=== Begin Enclosure ===

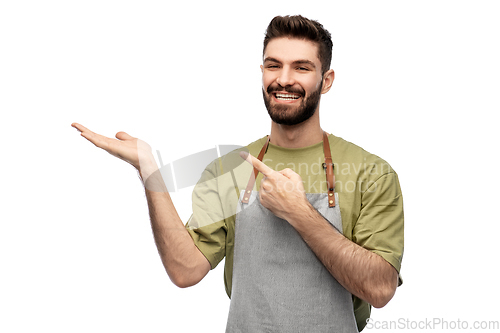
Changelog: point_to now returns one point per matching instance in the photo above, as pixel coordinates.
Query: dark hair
(302, 28)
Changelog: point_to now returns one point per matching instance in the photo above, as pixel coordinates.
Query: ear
(328, 81)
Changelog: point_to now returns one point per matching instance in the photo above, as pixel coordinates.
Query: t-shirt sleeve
(380, 226)
(207, 225)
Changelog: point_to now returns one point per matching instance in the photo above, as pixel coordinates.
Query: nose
(285, 78)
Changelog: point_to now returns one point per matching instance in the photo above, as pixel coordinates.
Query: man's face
(291, 80)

=== End Enclosure ===

- Required action:
Reproduce every entry word for word, but omit the pictures.

- Solution to this task:
Changelog: point_to now returns one point per matching instance in the photo above, as pixel coordinates.
Query: dark hair
(302, 28)
Changelog: point_to now returns one point per matching instance in the photo above, as pixel coordinates.
Query: ear
(328, 81)
Changelog: point_to now returns one point per matching instance in the photo above, as pixel coordinates.
Query: t-shirt sleeve
(380, 226)
(207, 225)
Changelog: point_to now returns one point per matching instance in the photo above, as pixel coordinates.
Query: nose
(285, 78)
Changelog: point_to now returns one point per matching instance in the photo above, as pixel coordinates.
Query: man's face
(291, 80)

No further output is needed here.